[PROBLEM A]
Duplicate the review of Widows below in full, word for word.

[SOURCE TEXT]
--- Begin ---

Monthly Archives: November 2018

  • Widows

    Steve McQueen (2018)

    In his Sight & Sound (October 2018) piece ‘The Class Ceiling’, Danny Leigh deplored the social narrowness of present-day British cinema, in terms of both the subject matter of films and the personnel making and appearing in them.  ‘As for working-class writers and directors with their own distinctive voice …,’ wrote Leigh, ‘well, let’s have a headcount.  Lynne Ramsay?  Yann Demange?  Steve McQueen?  All making films in America …’  In the case of Steve McQueen, whose last film was 12 Years a Slave five years ago, the real pity is that he’s taking advantage of the supposedly greater range of opportunities available across the Atlantic by making a movie like Widows.

--- End ---

[Saved data entries]
--- Begin ---

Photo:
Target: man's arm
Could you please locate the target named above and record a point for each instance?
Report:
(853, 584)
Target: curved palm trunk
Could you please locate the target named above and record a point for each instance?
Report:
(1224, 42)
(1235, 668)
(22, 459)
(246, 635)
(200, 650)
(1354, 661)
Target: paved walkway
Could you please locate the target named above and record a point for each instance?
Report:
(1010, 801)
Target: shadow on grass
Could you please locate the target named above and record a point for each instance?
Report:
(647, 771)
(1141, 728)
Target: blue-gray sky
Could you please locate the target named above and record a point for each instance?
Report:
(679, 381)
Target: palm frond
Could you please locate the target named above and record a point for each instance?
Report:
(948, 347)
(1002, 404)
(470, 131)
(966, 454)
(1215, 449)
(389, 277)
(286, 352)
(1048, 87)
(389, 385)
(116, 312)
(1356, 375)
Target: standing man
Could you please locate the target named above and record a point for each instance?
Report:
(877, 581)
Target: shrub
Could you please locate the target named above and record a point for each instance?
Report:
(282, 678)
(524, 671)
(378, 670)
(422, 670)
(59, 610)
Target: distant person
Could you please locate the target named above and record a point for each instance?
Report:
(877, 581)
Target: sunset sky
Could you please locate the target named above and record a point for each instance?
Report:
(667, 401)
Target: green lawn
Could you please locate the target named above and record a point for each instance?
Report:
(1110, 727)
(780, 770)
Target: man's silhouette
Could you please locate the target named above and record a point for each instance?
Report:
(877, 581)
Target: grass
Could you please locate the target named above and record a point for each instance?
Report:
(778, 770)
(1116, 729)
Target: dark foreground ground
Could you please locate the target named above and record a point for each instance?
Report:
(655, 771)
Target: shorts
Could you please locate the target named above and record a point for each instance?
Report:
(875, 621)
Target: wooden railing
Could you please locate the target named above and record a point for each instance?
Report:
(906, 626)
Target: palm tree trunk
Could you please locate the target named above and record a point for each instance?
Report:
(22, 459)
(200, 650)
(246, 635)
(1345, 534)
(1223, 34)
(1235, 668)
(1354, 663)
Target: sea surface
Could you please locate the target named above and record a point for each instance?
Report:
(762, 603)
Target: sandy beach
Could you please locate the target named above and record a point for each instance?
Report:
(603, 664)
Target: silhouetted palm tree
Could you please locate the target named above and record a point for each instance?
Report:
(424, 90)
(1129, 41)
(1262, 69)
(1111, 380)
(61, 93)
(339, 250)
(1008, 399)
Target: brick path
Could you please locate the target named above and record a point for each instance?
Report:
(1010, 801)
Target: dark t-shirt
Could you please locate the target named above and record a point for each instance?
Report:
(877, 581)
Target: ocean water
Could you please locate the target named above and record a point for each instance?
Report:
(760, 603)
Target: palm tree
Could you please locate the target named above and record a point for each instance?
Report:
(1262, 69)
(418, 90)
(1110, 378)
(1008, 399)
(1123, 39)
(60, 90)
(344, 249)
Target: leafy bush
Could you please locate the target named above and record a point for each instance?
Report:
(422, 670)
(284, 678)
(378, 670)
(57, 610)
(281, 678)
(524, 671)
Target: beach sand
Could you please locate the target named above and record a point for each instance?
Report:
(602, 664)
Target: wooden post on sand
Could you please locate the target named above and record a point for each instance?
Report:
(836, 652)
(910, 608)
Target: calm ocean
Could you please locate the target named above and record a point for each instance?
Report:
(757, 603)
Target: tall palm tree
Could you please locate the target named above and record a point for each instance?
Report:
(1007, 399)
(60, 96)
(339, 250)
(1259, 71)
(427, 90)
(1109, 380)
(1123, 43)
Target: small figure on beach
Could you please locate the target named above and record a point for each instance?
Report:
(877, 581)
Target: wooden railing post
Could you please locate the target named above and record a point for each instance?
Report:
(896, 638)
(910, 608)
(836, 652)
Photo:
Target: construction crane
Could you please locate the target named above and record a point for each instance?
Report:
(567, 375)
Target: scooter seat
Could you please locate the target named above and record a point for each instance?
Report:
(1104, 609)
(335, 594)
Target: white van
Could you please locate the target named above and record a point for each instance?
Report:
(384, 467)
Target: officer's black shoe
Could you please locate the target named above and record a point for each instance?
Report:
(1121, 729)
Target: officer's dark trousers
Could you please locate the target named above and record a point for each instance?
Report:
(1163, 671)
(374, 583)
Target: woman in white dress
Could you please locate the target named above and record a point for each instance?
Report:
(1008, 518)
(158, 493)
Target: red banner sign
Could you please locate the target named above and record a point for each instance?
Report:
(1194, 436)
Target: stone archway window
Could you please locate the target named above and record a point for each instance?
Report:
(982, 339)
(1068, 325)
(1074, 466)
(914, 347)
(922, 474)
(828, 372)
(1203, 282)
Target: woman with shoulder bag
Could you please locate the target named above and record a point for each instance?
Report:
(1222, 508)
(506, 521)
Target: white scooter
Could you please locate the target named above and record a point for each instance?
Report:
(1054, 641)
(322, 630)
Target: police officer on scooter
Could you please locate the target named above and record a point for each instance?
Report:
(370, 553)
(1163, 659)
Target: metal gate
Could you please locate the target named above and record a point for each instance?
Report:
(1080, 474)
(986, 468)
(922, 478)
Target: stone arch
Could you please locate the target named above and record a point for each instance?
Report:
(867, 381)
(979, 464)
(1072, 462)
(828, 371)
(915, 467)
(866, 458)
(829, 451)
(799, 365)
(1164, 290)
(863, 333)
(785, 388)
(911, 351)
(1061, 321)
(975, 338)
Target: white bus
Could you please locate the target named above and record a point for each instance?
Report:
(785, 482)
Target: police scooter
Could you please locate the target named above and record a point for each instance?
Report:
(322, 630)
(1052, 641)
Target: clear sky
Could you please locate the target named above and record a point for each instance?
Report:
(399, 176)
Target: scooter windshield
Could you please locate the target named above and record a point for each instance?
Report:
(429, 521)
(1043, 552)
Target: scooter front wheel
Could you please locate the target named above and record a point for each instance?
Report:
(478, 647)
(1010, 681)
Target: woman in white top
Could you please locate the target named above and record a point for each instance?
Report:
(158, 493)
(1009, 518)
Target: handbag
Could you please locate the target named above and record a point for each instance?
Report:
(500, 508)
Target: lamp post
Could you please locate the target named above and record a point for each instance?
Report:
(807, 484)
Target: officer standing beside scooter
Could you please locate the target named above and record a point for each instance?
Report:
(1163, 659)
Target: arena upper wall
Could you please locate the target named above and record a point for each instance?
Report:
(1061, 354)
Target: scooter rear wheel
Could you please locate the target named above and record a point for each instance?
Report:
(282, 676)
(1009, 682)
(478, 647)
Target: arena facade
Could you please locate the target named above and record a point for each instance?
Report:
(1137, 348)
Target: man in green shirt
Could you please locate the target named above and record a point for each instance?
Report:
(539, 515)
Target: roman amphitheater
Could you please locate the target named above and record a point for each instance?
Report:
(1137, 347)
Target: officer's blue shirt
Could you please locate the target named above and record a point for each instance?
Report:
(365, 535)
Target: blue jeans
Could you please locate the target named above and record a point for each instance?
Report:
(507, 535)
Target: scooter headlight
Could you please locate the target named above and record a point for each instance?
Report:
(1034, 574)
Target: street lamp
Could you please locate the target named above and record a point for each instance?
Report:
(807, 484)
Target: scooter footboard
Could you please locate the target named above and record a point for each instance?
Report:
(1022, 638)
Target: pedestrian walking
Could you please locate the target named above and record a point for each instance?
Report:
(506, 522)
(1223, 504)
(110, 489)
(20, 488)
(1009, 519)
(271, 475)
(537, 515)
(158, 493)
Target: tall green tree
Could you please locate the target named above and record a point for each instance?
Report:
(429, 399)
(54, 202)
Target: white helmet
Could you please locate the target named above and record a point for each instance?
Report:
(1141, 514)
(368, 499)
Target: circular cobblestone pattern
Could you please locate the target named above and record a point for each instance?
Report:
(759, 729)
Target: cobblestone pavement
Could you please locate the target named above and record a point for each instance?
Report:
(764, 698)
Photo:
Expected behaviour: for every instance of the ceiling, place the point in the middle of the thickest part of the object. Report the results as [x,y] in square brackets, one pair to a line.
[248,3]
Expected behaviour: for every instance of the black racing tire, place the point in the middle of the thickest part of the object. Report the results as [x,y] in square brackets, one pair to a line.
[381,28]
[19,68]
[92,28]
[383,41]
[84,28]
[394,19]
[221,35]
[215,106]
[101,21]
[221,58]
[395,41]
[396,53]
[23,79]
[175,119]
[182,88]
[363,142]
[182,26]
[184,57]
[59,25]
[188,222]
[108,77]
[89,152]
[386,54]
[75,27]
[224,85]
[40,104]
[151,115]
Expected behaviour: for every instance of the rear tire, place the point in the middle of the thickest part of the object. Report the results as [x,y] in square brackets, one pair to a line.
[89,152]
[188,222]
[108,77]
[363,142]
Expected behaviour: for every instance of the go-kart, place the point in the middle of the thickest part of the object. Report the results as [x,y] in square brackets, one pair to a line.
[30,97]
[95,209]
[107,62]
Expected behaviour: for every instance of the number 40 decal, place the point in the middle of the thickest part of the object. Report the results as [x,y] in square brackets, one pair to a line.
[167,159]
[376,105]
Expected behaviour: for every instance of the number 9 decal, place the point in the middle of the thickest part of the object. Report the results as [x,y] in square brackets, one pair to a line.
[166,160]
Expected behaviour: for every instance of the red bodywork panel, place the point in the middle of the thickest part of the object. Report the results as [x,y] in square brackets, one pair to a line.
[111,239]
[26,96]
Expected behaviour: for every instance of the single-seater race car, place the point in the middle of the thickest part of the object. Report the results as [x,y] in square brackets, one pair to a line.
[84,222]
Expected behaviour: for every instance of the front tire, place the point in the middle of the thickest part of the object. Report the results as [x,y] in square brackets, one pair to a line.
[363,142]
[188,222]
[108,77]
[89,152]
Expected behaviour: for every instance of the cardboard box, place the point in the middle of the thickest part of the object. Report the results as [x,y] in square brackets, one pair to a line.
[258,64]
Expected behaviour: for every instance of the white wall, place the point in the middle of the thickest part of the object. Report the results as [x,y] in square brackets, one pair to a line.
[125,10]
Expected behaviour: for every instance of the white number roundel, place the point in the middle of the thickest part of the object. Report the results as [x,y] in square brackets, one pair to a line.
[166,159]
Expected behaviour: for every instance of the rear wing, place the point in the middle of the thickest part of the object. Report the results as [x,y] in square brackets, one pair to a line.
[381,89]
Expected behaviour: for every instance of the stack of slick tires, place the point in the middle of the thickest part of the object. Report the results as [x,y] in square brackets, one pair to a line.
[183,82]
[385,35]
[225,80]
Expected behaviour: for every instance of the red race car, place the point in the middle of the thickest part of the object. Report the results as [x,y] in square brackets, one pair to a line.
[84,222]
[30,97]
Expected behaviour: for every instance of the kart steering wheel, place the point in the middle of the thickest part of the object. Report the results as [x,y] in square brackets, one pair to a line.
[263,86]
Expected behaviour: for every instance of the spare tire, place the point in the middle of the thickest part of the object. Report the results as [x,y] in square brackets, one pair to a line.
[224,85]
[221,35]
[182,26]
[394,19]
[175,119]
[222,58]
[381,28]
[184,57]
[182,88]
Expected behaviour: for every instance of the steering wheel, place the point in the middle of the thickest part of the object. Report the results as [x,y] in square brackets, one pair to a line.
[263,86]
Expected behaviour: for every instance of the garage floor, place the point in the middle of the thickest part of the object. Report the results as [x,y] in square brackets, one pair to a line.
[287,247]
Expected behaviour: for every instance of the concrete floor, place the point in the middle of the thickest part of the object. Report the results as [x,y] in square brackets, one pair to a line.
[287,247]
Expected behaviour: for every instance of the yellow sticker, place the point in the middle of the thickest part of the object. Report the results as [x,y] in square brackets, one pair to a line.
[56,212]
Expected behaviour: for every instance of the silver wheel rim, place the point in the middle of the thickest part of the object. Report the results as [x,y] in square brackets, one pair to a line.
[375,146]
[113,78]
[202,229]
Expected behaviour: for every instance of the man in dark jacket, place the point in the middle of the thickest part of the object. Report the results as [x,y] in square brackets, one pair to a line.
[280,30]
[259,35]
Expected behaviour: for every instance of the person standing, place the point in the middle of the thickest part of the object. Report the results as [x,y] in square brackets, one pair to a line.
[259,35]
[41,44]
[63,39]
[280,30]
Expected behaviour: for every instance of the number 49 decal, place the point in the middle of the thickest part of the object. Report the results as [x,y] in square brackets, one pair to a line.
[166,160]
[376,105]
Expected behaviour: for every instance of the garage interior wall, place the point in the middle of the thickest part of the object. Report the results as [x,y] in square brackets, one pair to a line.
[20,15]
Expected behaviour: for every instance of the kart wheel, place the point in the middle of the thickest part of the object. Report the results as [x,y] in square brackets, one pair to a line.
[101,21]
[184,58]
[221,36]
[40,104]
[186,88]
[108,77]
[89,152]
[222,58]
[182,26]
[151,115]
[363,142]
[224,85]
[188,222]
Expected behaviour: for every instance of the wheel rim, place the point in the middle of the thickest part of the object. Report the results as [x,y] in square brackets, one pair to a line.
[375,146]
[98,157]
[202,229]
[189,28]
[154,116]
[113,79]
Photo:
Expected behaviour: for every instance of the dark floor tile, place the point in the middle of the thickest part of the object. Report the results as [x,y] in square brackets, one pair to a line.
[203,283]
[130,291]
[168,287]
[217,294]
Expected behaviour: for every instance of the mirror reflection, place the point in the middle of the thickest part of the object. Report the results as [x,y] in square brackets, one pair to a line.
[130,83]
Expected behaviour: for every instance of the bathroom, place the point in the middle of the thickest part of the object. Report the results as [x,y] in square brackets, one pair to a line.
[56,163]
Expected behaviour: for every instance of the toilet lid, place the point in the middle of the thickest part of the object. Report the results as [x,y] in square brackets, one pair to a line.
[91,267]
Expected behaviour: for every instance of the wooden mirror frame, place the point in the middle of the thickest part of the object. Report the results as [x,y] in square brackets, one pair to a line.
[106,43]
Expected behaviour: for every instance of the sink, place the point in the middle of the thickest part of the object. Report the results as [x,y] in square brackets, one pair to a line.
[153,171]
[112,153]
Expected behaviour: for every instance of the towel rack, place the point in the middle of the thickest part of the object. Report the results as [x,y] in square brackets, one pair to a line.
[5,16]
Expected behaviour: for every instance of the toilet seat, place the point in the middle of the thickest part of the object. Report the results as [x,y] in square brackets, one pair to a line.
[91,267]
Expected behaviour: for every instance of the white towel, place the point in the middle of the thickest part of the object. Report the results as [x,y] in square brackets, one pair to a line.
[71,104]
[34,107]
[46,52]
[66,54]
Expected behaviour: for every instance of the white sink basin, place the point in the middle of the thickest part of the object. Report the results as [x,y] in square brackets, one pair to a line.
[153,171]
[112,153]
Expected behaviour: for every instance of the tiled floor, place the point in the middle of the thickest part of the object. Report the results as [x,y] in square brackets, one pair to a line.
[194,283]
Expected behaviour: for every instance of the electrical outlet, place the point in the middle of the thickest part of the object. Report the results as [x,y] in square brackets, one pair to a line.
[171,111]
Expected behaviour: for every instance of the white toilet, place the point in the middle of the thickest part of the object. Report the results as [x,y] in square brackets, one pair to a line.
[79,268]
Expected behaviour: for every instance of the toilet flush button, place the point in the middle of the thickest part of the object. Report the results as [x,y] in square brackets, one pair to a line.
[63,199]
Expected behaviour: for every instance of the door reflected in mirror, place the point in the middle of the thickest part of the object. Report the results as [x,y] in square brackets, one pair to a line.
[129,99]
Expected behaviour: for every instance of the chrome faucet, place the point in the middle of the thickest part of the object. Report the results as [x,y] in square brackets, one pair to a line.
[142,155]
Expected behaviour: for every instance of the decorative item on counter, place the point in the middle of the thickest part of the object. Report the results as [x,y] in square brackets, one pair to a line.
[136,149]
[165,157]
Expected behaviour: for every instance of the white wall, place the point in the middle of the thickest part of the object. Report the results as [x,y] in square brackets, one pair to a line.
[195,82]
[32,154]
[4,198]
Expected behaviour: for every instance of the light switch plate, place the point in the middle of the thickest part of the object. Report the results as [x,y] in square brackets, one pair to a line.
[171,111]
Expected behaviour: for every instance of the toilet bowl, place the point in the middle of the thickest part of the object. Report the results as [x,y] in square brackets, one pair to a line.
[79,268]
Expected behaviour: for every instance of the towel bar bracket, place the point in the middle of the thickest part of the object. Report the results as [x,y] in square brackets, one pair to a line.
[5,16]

--- End ---

[PROBLEM B]
Set down the rows above from their start through the line containing "(1141, 728)", copying those lines without any change.

[CORRECT RESULT A]
Monthly Archives: November 2018

  • Widows

    Steve McQueen (2018)

    In his Sight & Sound (October 2018) piece ‘The Class Ceiling’, Danny Leigh deplored the social narrowness of present-day British cinema, in terms of both the subject matter of films and the personnel making and appearing in them.  ‘As for working-class writers and directors with their own distinctive voice …,’ wrote Leigh, ‘well, let’s have a headcount.  Lynne Ramsay?  Yann Demange?  Steve McQueen?  All making films in America …’  In the case of Steve McQueen, whose last film was 12 Years a Slave five years ago, the real pity is that he’s taking advantage of the supposedly greater range of opportunities available across the Atlantic by making a movie like Widows.

[CORRECT RESULT B]
Photo:
Target: man's arm
Could you please locate the target named above and record a point for each instance?
Report:
(853, 584)
Target: curved palm trunk
Could you please locate the target named above and record a point for each instance?
Report:
(1224, 42)
(1235, 668)
(22, 459)
(246, 635)
(200, 650)
(1354, 661)
Target: paved walkway
Could you please locate the target named above and record a point for each instance?
Report:
(1010, 801)
Target: shadow on grass
Could you please locate the target named above and record a point for each instance?
Report:
(647, 771)
(1141, 728)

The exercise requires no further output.